___ Fragmento seleccionado
Van a darle un escarmiento a Navarro que nunca olvidará. Pero, eso sí,
no van a matarle por mucho que se merezca morir como «un perro».
Los agricultores de la región que todavía se llama Castilla la Nueva o
tienen un latifundio o una huerta de regadío de gran tamaño, o viven de
forma muy precaria. Allí la tierra tiene que ser mucha para ofrecer
sustento a una familia, y no digamos a un conjunto de familias que
dependan del dueño de un latifundio: el amo, le pueden llegar a llamar
en algunos pueblos más remotos donde todavía los usos anteriores a la
República no se hayan desterrado completamente.
El Toboso, La Solana,
Hellín, Villarrobledo y tantos otros vivieron con la Guerra Civil una
auténtica contrarrevolución que dejó la tierra repartida de tal manera
que no hubo nunca más alguien con pocas alforjas que pudiera tener
alguna oportunidad de salir a flote.
En los latifundios, los señoritos se aburren y se cuecen en verano.
Cuando llega el invierno, pueden disfrutar con su deporte favorito, que
es la caza. Caza menor que a veces consiste en llevar una jauría de
perros corredores, casi siempre galgos.
Los perros levantan la liebre y,
a partir de ahí, se produce un espectáculo soberbio en que el animal
sortea a sus perseguidores y, en ocasiones, revienta a alguno de ellos o
le rompe el espinazo con un quiebro imposible. Seguramente de ese
movimiento viene la expresión «quiebro». (...)
______
___ Datos de origen
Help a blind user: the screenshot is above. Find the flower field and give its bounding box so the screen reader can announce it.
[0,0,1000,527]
______
Complete lo siguiente:
**1)** Indique si cada afirmación concuerda con el fragmento, respondiendo sí o no y citando literalmente las palabras del fragmento que lo determinan: (a) En invierno, los señoritos de los latifundios se dedican a la caza. (b) Los perros que se emplean en esa caza son casi siempre mastines. (c) Tienen la intención de matar a Navarro.
**2)** Traduzca al inglés esta oración del fragmento: «En los latifundios, los señoritos se aburren y se cuecen en verano.»

Respuestas ofrecidas:
**1)**
(a) Sí: «Cuando llega el invierno, pueden disfrutar con su deporte favorito, que es la caza.»
(b) No: «casi siempre galgos».
(c) No: «no van a matarle por mucho que se merezca morir como «un perro»».

**2)** On the large estates, the young gentlemen get bored and swelter in the summer.